APPLY WHAT YOU READ →
a - In the duplicate logic detector setup text, which similarity method does the high precision example use?
b - Decide whether each statement below agrees with the duplicate logic detector setup text. Answer yes or no, and quote the text's deciding words.
(i) The silent mode example sets post-comment to false.
(ii) The custom similarity method example does not turn on fail-on-duplicates.
(iii) The examples all use version v1 of the action.
c - Carry on the duplicate logic detector setup text, starting right after its last line.
┌─ PAGE TEXT
Strict Mode (Fail on Duplicates)

- name: Detect Duplicate Logic
  uses: ArthurMor4is/duplicate-logic-detector-action@v1
  with:
    github-token: ${{ secrets.GITHUB_TOKEN }}
    fail-on-duplicates: true

Silent Mode (No PR Comments)

- name: Detect Duplicate Logic
  uses: ArthurMor4is/duplicate-logic-detector-action@v1
  with:
    github-token: ${{ secrets.GITHUB_TOKEN }}
    post-comment: false

Custom Similarity Method

- name: Detect Duplicate Logic (High Precision)
  uses: ArthurMor4is/duplicate-logic-detector-action@v1
  with:
    github-token: ${{ secrets.GITHUB_TOKEN }}
    similarity-method: levenshtein_norm  # More thorough analysis
    fail-on-duplicates: true

Custom Threshold Configuration

- name: Detect Duplicate Logic (Custom Thresholds)
└─
┌─ RECORDED DATA
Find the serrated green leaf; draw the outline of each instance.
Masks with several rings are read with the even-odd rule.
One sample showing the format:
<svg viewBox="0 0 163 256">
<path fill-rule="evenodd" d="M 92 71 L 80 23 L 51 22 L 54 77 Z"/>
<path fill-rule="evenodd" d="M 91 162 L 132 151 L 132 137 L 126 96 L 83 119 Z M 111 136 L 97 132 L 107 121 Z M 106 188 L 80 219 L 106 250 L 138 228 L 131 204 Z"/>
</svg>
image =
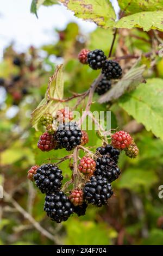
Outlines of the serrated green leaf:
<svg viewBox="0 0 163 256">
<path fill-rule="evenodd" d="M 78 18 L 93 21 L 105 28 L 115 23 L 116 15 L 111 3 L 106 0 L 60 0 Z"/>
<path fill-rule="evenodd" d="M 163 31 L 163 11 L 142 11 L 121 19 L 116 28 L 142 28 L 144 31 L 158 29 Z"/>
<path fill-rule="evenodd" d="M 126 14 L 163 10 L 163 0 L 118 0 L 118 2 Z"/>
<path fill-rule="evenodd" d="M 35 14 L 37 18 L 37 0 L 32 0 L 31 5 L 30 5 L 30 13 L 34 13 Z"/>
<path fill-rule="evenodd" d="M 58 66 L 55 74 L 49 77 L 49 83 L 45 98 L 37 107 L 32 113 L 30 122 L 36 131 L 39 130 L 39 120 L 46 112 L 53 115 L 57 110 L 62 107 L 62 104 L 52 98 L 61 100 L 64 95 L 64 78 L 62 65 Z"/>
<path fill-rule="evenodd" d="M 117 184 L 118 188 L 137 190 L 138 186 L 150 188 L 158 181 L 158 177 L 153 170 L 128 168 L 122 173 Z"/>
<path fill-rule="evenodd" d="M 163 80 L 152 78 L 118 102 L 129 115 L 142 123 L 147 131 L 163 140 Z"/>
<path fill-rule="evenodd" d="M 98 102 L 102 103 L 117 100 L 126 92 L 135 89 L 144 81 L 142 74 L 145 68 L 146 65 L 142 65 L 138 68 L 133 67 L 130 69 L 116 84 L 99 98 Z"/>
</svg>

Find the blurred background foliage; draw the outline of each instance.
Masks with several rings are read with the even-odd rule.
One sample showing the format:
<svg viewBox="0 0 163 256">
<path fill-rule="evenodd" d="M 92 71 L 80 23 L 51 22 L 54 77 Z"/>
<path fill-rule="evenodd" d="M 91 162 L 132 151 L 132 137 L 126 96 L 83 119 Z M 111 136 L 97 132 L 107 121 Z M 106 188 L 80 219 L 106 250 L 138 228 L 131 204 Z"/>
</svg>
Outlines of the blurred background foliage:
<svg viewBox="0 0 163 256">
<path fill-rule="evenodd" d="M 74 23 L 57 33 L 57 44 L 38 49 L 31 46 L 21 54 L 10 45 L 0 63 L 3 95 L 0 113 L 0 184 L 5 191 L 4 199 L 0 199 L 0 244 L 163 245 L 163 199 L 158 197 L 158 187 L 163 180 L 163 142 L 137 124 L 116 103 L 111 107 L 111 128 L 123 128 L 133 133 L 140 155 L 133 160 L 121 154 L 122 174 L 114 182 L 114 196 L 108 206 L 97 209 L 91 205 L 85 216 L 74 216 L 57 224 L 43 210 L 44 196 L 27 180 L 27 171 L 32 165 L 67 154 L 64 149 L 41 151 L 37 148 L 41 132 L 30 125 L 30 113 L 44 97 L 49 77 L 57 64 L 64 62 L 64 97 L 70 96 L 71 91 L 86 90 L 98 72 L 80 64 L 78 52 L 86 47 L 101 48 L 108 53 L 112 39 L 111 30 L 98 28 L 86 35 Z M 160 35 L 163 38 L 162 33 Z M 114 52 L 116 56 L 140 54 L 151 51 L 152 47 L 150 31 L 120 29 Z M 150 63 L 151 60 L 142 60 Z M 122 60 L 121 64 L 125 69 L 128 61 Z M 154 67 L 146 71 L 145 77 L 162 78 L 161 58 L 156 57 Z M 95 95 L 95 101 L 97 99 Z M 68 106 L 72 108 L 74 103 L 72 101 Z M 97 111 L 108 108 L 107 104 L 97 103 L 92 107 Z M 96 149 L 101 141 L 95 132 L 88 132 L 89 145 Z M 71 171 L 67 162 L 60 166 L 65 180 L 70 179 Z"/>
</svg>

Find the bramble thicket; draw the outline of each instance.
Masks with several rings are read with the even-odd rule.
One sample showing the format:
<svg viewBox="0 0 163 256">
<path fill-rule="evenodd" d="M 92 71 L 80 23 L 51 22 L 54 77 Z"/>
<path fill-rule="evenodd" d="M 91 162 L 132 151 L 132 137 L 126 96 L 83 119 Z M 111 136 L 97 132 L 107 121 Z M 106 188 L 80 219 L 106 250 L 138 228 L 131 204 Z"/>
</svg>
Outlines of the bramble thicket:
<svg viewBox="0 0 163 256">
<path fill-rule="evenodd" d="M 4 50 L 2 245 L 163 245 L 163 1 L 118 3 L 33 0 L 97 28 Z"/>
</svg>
└─
RESPONSES BY TASK →
a - levenshtein_norm

b -
(i) Yes: "post-comment: false"
(ii) No: "fail-on-duplicates: true"
(iii) Yes: "ArthurMor4is/duplicate-logic-detector-action@v1"

c -
  uses: ArthurMor4is/duplicate-logic-detector-action@v1
  with:
    github-token: ${{ secrets.GITHUB_TOKEN }}
    global-threshold: 0.8  # Higher threshold for stricter detection
    folder-thresholds: '{"src/shared": 0.1, "src/tests": 0.9}'

Per-Folder Threshold Configuration

- name: Detect Duplicate Logic (Folder-Specific Thresholds)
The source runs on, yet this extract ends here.